> _Available records_
[START]
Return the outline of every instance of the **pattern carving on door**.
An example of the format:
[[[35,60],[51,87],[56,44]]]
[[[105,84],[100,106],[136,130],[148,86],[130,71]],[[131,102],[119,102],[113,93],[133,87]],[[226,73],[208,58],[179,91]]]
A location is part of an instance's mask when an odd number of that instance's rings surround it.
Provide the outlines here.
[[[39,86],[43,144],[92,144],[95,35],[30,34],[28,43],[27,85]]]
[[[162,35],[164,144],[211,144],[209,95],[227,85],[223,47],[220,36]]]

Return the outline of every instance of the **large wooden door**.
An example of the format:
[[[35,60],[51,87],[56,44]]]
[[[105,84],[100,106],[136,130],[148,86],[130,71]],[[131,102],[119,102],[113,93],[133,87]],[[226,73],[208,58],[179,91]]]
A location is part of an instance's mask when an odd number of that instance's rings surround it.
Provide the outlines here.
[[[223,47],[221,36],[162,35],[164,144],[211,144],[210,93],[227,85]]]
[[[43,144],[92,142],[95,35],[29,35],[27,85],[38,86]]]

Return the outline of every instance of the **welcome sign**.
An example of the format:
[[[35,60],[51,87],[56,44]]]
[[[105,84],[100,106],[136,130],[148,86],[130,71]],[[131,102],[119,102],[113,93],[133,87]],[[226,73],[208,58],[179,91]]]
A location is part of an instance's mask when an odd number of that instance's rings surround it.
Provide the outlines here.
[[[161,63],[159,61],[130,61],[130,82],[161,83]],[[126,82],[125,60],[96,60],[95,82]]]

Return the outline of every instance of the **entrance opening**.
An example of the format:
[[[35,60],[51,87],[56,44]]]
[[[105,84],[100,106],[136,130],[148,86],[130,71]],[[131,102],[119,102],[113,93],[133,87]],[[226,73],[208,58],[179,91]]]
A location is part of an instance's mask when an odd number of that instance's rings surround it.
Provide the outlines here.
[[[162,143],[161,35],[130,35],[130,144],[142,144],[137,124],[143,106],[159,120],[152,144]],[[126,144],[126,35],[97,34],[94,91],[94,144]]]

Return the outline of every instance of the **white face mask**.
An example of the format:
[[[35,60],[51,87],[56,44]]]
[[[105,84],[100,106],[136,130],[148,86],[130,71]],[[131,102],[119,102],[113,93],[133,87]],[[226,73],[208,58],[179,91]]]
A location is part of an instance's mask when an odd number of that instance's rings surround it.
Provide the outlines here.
[END]
> _Required work_
Please format the lines above, from the one containing "Return the outline of every instance of the **white" through the last line, inclusive, as a JSON list of strings with one string per line and any blank lines left out.

> _Written answer_
[
  "Return the outline of every instance of the **white face mask**.",
  "An example of the format:",
  "[[[35,60],[51,87],[56,44]]]",
  "[[[105,84],[100,106],[136,130],[148,86],[130,71]],[[131,102],[119,102],[113,93],[133,87]],[[226,73],[208,58],[179,91]]]",
  "A location is part of an instance's mask when an odd number of that instance's rings surround it.",
  "Provide the outlines here."
]